## TEXT BLOCK
How to Roast a Chicken


  • 1 whole chicken
  • assortment of vegetables (eg 2 onions, 2 carrots, celery, garlic)
  • olive oil
  • freshly ground sea salt
  • freshly ground black pepper
  • sprinkling of fresh herbs (eg. rosemary, thyme)


  1. Pile the assortment of vegetables into the middle of a large roasting tray and drizzle with oil.
  2. Drizzle some oil over the chicken and season well with salt, pepper and desired herbs.  Massage over the skin of the bird. 
  3. Place the chicken on top of the vegetables. Place the tray in the oven, then adjust the heat to 200°C and cook for approximately 1 hour 20 minutes.
  4. (Approximately 55 minutes per kg + 20 minutes extra or until the internal temperature of the chicken should reach a minimum temperature of 74°C)
  5. Prepare any vegetables to be roasted (eg. potatoes, kumara, carrot, parsnip) adding to the oven for the last 45 minutes of cooking.

## TASKS TO CARRY OUT
[a] Update the roast chicken recipe: begin at the words "3. Place the", stop after "temperature of 74°C)", and put "pan" wherever "tray" appears.
[b] Render this sentence from the roast chicken recipe in Spanish: "Place the chicken on top of the vegetables."
[c] Proceed with the roast chicken recipe, writing the steps that come after its last one.

## EXTRACTED INFORMATION
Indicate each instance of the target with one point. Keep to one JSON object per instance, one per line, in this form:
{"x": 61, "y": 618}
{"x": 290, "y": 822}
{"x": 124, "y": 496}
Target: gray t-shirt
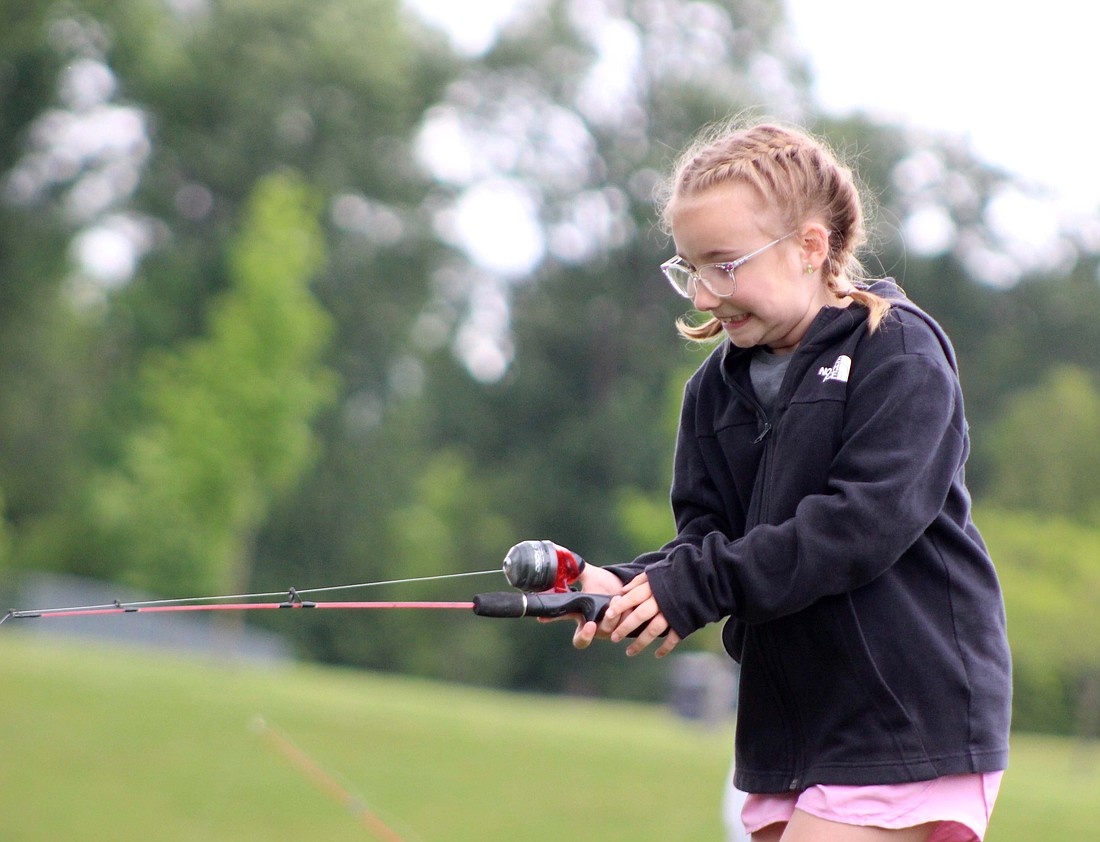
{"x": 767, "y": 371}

==

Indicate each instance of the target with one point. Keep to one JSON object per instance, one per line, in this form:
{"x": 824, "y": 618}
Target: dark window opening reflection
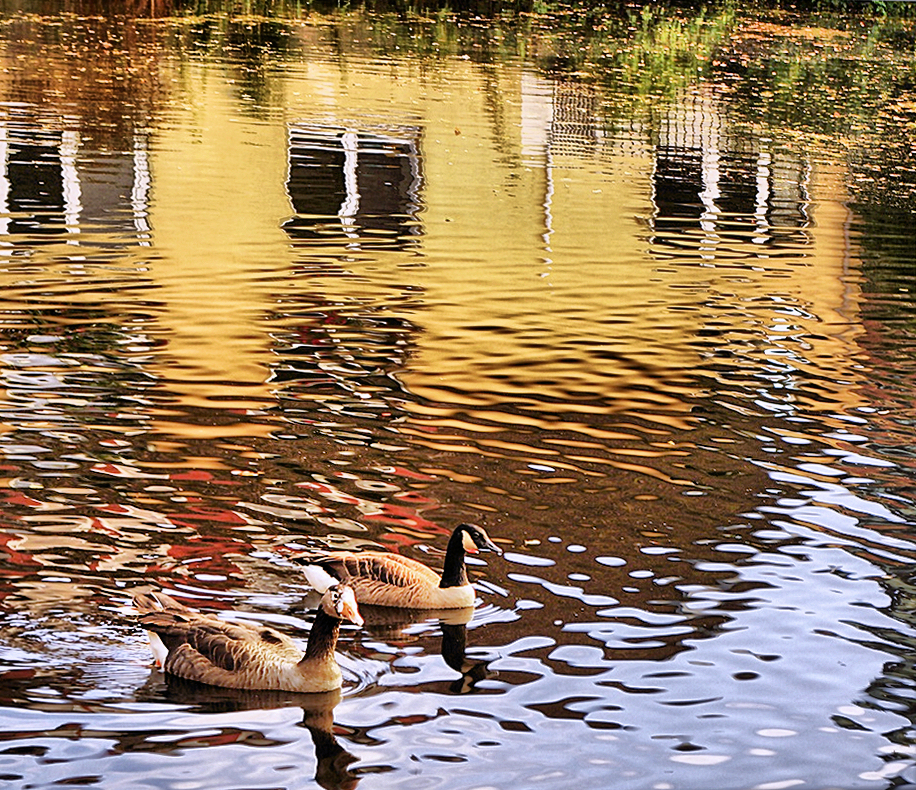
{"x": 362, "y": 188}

## EXERCISE RESULTS
[a]
3. Place the chicken on top of the vegetables. Place the pan in the oven, then adjust the heat to 200°C and cook for approximately 1 hour 20 minutes.
  4. (Approximately 55 minutes per kg + 20 minutes extra or until the internal temperature of the chicken should reach a minimum temperature of 74°C)

[b] Coloque el pollo encima de las verduras.

[c]
  6. Baste the chicken halfway through cooking and if the vegetables look dry, add a splash of water to the roasting pan to stop them from burning. 
  7. When the chicken is cooked, take the tray out of the oven and transfer the chicken to a board to rest for approximately 15 minutes or so covering it with a layer of tin foil and a tea towel.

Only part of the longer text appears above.